▶ Source extract:
+-------+

Francisco Javier Mar Hernández (December 4, 1926 – May 4, 2000) was a Mexican professional wrestler and promoter, known by the ring name "El Orgullo de Oriente" ("The pride of the Orient") Sugi Sito. He was born in Guanajuato to a Mexican father and Chinese mother. In the 1950s, Sito left Mexico and gained a measure of great success wrestling in the United States, especially the Houston, Texas area. In the early 1970s, Sugi Sito and Chin Lee worked for Stu Hart's Stampede Wrestling as a tag team. Sito later returned to Mexico where he became a wrestling promoter.

Professional wrestling career
Francisco Mar was trained by Rolando Vera for his professional wrestling career and made his debut in 1943. He adopted the ring name "Sugi Sito" to play off his mother's oriental ancestry, making him an instant Rudo during World War II. Sito's career highlights in Mexico came in the early part of the 1950s, as he was working for Empresa Mexicana de Lucha Libre (EMLL). On September 21, 1950 Sito defeated Tarzán López to win the NWA World Middleweight Championship, one of the most prestigious championships in Mexico at the time. Sito's first title reign lasted 368 days, ending when Enrique Llanes won the belt from him on September 24, 1951. Sito regained the Middleweight title in 1953 when he once again defeated López to win the title. This time he held it until January 1, 1954 when he was defeated by El Santo and lost the title. From 1954 and forward Sito travelled all over the United States and Canada to wrestle for various promotions. His first stop was in Texas where he worked for Southwest Sports, Inc. (the future World Class Championship Wrestling). Sito earned a reputation for having some of the hardest hand strikes in professional wrestling while working in Texas, a reputation that started when he accidentally fractured Danny McShain's skull during a match. He teamed up with another Mexican native in Rito Romero to win the NWA Texas Tag Team Championship from Ivan Kalmikoff and Karol Krauser. Due to sparse records from that time it is not known who defeated Sito and Romero for the titles. In the late 1960s Sito began working for Gulf Coast Championship Wrestling (GCCW) based out of Alabama. In GCCW he began teaming with Mitsu Sito, a storyline brother, defeating Rocket Monroe and Flash Monroe for the NWA Gulf Coast Tag Team Championship on February 21, 1969. The team only held the title for 5 days before being defeated by Bob Kelly and Ramon Perez. Following his stint in the south eastern United States Sito travelled north to Calgary, Alberta, Canada to work for Stu Hart's Stampede Wrestling. Over the course of the next two years Sito held the Calgary version of the NWA International Tag Team Championship three times, twice with Chin Lee and once with Tor Kamata.

+-------+

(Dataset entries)

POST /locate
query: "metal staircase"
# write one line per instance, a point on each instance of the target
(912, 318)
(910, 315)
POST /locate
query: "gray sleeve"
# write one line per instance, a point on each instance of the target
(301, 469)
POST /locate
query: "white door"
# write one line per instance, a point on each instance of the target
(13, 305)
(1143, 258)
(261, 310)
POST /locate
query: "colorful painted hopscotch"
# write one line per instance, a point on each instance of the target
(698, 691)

+-------+

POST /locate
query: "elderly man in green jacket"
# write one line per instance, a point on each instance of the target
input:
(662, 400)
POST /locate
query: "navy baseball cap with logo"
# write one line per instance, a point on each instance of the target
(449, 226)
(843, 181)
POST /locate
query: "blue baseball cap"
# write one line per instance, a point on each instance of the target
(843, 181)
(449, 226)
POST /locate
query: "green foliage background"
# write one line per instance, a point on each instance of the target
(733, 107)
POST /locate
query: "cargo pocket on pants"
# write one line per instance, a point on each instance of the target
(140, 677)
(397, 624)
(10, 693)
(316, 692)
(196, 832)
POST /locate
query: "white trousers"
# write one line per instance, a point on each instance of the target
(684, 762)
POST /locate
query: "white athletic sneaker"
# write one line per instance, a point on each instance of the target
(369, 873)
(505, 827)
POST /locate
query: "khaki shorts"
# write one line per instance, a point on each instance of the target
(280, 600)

+-------+

▶ Task instructions:
(1) From the Sugi Sito biography, list every championship title that Sito is said to have won.
(2) Turn the paragraph of the Sugi Sito biography that begins "Francisco Javier Mar Hernández (December 4, 1926" into a short bulleted list that keeps its main facts.
(3) Extend the Sugi Sito biography by writing what comes after its final sentence.

▶ Results in order:
(1)
- NWA World Middleweight Championship
- NWA Texas Tag Team Championship
- NWA Gulf Coast Tag Team Championship
- NWA International Tag Team Championship (Calgary version)

(2)
- Francisco Javier Mar Hernández (December 4, 1926 – May 4, 2000) was a Mexican professional wrestler and promoter.
- His ring name was "El Orgullo de Oriente" ("The pride of the Orient") Sugi Sito.
- He was born in Guanajuato to a Mexican father and a Chinese mother.
- In the 1950s he left Mexico and had great success wrestling in the United States, especially around Houston, Texas.
- In the early 1970s he and Chin Lee wrestled as a tag team for Stu Hart's Stampede Wrestling.
- He later returned to Mexico and became a wrestling promoter.

(3)
Personal life
Francisco Mar Manuel was part of a large wrestling family. His three brothers (Huroki Sito, Panchito Robles and Manuel Robles) were all luchadores, as well as his son-in-law (El Mexicano), nephews (Black Cat, El Jabato and Pánico) and even his daughter who wrestles as La Briosa. Francisco Javier Mar died on May 4, 2000.

Championships and accomplishments
Empresa Mexicana de Lucha Libre
NWA World Middleweight Championship (2 times)
Gulf Coast Championship Wrestling
NWA Gulf Coast Tag Team Championship (1 time) – with Mitsu Sugi
Southwest Sports, Inc.
NWA Texas Tag Team Championship (1 time) - with Rito Romero
Stampede Wrestling
NWA International Tag Team Championship (Calgary version) (3 times) - with Chin Lee (2) and Tor Kamata (1)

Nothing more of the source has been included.